Exercise: Convert all the records below into a Markdown table with two columns, Number and Entry, giving each line its own numbered row and leaving out blank lines.

Stored records:

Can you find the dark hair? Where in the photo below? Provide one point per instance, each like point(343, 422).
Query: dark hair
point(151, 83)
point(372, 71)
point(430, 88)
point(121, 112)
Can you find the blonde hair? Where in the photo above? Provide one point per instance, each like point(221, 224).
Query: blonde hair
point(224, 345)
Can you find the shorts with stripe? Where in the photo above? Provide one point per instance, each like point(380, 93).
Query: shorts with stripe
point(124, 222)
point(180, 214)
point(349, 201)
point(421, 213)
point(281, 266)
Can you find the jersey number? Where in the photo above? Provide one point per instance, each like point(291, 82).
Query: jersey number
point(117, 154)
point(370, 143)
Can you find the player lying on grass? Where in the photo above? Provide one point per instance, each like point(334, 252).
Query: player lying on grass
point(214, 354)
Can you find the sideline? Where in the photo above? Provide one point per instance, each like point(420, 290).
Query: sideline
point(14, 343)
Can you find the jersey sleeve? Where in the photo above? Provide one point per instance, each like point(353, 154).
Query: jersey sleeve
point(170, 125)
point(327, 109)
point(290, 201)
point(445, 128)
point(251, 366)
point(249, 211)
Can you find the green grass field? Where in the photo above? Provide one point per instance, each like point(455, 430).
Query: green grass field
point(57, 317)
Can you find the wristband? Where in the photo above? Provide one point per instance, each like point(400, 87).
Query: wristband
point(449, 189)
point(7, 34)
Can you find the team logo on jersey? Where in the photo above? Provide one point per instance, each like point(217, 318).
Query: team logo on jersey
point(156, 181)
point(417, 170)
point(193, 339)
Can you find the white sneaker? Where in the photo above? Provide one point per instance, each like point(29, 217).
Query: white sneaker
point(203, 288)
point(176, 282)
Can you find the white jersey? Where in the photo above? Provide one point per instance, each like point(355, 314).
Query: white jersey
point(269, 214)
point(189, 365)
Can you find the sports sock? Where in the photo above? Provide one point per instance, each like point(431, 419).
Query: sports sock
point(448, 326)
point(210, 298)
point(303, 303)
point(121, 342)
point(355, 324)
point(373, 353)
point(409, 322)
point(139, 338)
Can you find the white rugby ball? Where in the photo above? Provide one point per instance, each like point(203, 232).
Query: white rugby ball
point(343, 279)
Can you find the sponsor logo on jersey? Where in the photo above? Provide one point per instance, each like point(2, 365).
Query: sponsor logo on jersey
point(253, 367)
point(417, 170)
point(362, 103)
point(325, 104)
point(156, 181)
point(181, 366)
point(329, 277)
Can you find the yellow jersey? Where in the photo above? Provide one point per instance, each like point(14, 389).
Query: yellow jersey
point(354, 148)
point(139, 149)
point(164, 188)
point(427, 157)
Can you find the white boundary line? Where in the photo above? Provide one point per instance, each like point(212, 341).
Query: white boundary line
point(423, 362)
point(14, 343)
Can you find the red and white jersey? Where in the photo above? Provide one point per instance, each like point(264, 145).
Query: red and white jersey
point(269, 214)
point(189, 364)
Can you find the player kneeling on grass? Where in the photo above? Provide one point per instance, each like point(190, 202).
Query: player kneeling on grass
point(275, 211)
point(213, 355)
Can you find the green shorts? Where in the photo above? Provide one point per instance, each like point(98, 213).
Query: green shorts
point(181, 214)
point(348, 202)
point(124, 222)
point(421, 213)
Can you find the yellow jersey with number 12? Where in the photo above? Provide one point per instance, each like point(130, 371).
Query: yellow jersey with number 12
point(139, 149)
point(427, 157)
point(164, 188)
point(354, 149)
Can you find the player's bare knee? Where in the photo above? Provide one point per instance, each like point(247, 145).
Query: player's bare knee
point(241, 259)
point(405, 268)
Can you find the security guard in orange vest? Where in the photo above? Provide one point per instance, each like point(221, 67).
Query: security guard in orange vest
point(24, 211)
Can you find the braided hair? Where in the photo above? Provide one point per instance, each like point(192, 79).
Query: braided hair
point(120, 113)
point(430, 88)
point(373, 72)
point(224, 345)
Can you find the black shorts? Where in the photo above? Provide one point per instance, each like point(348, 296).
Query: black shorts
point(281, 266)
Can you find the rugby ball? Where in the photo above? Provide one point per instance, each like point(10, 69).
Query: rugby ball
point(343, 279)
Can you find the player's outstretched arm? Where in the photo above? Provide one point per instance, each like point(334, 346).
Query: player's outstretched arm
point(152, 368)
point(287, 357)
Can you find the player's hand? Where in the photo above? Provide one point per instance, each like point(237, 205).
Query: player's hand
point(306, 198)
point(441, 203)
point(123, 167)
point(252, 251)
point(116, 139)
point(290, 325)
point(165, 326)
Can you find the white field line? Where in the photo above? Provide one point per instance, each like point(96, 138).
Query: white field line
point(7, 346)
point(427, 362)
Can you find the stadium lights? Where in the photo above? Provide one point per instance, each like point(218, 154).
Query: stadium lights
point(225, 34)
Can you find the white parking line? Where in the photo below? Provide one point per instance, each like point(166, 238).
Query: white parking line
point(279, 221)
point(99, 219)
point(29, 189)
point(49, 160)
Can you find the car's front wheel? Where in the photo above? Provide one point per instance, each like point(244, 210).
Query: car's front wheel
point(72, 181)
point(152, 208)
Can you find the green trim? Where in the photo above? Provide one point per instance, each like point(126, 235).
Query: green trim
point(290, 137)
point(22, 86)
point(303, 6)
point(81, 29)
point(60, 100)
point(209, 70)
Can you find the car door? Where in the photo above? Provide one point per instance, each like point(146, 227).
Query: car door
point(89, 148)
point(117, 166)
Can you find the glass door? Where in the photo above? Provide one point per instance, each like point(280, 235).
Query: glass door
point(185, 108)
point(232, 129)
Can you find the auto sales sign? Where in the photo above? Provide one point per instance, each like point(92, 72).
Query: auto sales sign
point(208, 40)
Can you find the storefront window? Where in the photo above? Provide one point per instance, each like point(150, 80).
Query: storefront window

Written solution:
| Number | Entry |
|---|---|
| 1 | Can you find the dark hair? Where in the photo below? Provide one point per instance, each like point(343, 422). |
| 2 | Query: dark hair |
| 3 | point(151, 83) |
| 4 | point(372, 71) |
| 5 | point(430, 88) |
| 6 | point(121, 112) |
| 7 | Can you find the blonde hair? Where in the photo above? Provide one point per instance, each like point(221, 224). |
| 8 | Query: blonde hair |
| 9 | point(224, 345) |
| 10 | Can you find the shorts with stripe? Where in the photo above? Provide one point per instance, each like point(380, 93). |
| 11 | Query: shorts with stripe |
| 12 | point(124, 222) |
| 13 | point(180, 214) |
| 14 | point(349, 201) |
| 15 | point(421, 213) |
| 16 | point(281, 266) |
| 17 | Can you find the jersey number? Where in the photo above? Provide one point per instance, each like point(291, 82). |
| 18 | Query: jersey number |
| 19 | point(117, 154) |
| 20 | point(370, 143) |
| 21 | Can you find the player lying on grass? Where in the photo above? Provide one point per instance, each like point(334, 252). |
| 22 | Query: player lying on grass |
| 23 | point(214, 354) |
| 24 | Can you find the sideline? Where in the photo above? Provide one point per instance, each like point(420, 290). |
| 25 | Query: sideline |
| 26 | point(14, 343) |
| 27 | Can you find the jersey sleeve? Where in the photo above? Provide one point per instance, each like point(353, 154). |
| 28 | Query: jersey sleeve |
| 29 | point(170, 125) |
| 30 | point(327, 109) |
| 31 | point(290, 201) |
| 32 | point(445, 128) |
| 33 | point(251, 366) |
| 34 | point(249, 211) |
| 35 | Can you find the green grass field? Where in the photo above? Provide one point per instance, each like point(455, 430). |
| 36 | Query: green grass field |
| 37 | point(57, 317) |
| 38 | Can you find the wristband? Where in the photo above? Provide one point per instance, each like point(400, 87). |
| 39 | Query: wristband |
| 40 | point(449, 189) |
| 41 | point(7, 34) |
| 42 | Can you find the team logo on jersey? Where in the photo above? Provide one point per instance, each like point(217, 318). |
| 43 | Query: team logo on jersey |
| 44 | point(156, 181) |
| 45 | point(417, 170) |
| 46 | point(193, 339) |
| 47 | Can you find the white sneaker? Where in the photo above? Provide one point per instance, each like point(29, 217). |
| 48 | Query: white sneaker |
| 49 | point(203, 288) |
| 50 | point(176, 282) |
| 51 | Can you find the white jersey? Where in the photo above? Provide one point per instance, each like point(355, 314). |
| 52 | Query: white jersey |
| 53 | point(269, 214) |
| 54 | point(189, 365) |
| 55 | Can you find the sports sock? Where in the photo above? Provide one point per instance, each like point(431, 419). |
| 56 | Query: sports sock |
| 57 | point(448, 326) |
| 58 | point(210, 298) |
| 59 | point(303, 303) |
| 60 | point(121, 342) |
| 61 | point(355, 324) |
| 62 | point(373, 353) |
| 63 | point(409, 322) |
| 64 | point(139, 338) |
| 65 | Can you find the white rugby ball? Where in the photo above? Provide one point per instance, each like point(203, 232). |
| 66 | Query: white rugby ball |
| 67 | point(343, 279) |
| 68 | Can you find the sponsor logo on jersey? Where in the photo above? Provide one point per instance, each like point(2, 365). |
| 69 | Query: sponsor logo on jersey |
| 70 | point(253, 367) |
| 71 | point(417, 170) |
| 72 | point(362, 103) |
| 73 | point(325, 104) |
| 74 | point(156, 181) |
| 75 | point(181, 366) |
| 76 | point(329, 277) |
| 77 | Can you find the yellow jersey? Where in the photo above? Provide one point per instance, each like point(14, 389). |
| 78 | Query: yellow jersey |
| 79 | point(354, 148) |
| 80 | point(139, 149) |
| 81 | point(164, 188) |
| 82 | point(427, 157) |
| 83 | Can you find the white boundary line? Where in the photo above? Provide one point per instance, each like point(212, 341). |
| 84 | Query: white boundary line |
| 85 | point(423, 362) |
| 86 | point(14, 343) |
| 87 | Can you find the red and white jersey? Where in the photo above? Provide one point per instance, each like point(264, 145). |
| 88 | Query: red and white jersey |
| 89 | point(269, 214) |
| 90 | point(189, 364) |
| 91 | Can you find the player kneeling on grass? Where in the photo above? Provide one point per instance, each like point(190, 202). |
| 92 | Query: player kneeling on grass |
| 93 | point(275, 211) |
| 94 | point(213, 355) |
| 95 | Can you find the green shorts? Where in the photo above? Provide one point per instance, each like point(98, 213). |
| 96 | Query: green shorts |
| 97 | point(181, 214) |
| 98 | point(348, 202) |
| 99 | point(124, 222) |
| 100 | point(421, 213) |
| 101 | Can you find the yellow jersey with number 12? Where in the photo above? Provide one point per instance, each like point(130, 371). |
| 102 | Query: yellow jersey with number 12 |
| 103 | point(139, 149) |
| 104 | point(427, 157) |
| 105 | point(164, 188) |
| 106 | point(354, 149) |
| 107 | Can you find the player's bare knee? Where in the photo above? Provide one point per instance, each like point(247, 145). |
| 108 | Query: player's bare knee |
| 109 | point(241, 259) |
| 110 | point(405, 268) |
| 111 | Can you find the security guard in orange vest? Where in the photo above? Provide one point per instance, each like point(221, 67). |
| 112 | Query: security guard in orange vest |
| 113 | point(24, 211) |
| 114 | Can you find the braided hair? Where in the photo above? Provide one point per instance, each like point(192, 79). |
| 115 | Query: braided hair |
| 116 | point(120, 113) |
| 117 | point(430, 88) |
| 118 | point(373, 72) |
| 119 | point(224, 345) |
| 120 | Can you find the black shorts? Where in the photo above? Provide one point per instance, each like point(348, 296). |
| 121 | Query: black shorts |
| 122 | point(281, 266) |
| 123 | Can you find the rugby ball? Where in the photo above? Provide one point per instance, each like point(10, 69). |
| 124 | Query: rugby ball |
| 125 | point(343, 279) |
| 126 | Can you find the player's outstretched arm? Where in the photo above? Provide one point per instance, each like point(334, 346). |
| 127 | Query: player's outstretched arm |
| 128 | point(152, 368) |
| 129 | point(287, 357) |
| 130 | Can you find the player's hand? Where in the photo above? Provide one point per instance, each like point(237, 205). |
| 131 | Query: player's hand |
| 132 | point(306, 198) |
| 133 | point(441, 203) |
| 134 | point(123, 167) |
| 135 | point(252, 251) |
| 136 | point(116, 139) |
| 137 | point(290, 325) |
| 138 | point(165, 326) |
| 139 | Can you find the white field line? Where in the photo above? Provide one point per instance, each like point(96, 138). |
| 140 | Query: white field line |
| 141 | point(7, 346) |
| 142 | point(427, 362) |
| 143 | Can you find the stadium lights? Where in the photo above? Provide one point per instance, each like point(218, 154). |
| 144 | Query: stadium lights |
| 145 | point(225, 34) |
| 146 | Can you find the white parking line? Where in the photo below? Provide one point per instance, each like point(166, 238). |
| 147 | Query: white parking line |
| 148 | point(279, 221) |
| 149 | point(99, 219) |
| 150 | point(29, 189) |
| 151 | point(49, 160) |
| 152 | Can you find the car's front wheel? Where in the photo above? Provide one point per instance, each like point(244, 210). |
| 153 | Query: car's front wheel |
| 154 | point(72, 181) |
| 155 | point(152, 208) |
| 156 | Can you find the green trim? Where in the photo above? Provide one point per instance, each like point(126, 235). |
| 157 | Query: green trim |
| 158 | point(290, 137) |
| 159 | point(22, 86) |
| 160 | point(303, 6) |
| 161 | point(81, 29) |
| 162 | point(60, 100) |
| 163 | point(209, 70) |
| 164 | Can you find the car door? Where in the photo above? Provide one point per instance, each like point(146, 227). |
| 165 | Query: car door |
| 166 | point(89, 148) |
| 167 | point(117, 166) |
| 168 | Can you find the glass door? Where in the photo above? Provide one point per instance, each like point(280, 235). |
| 169 | Query: glass door |
| 170 | point(185, 108) |
| 171 | point(232, 129) |
| 172 | Can you find the auto sales sign? Where in the photo above? Provide one point per instance, each like point(92, 72). |
| 173 | Query: auto sales sign |
| 174 | point(208, 40) |
| 175 | Can you find the storefront window? Where in the photo above? Provide one point per instance, each like point(150, 80). |
| 176 | Query: storefront window |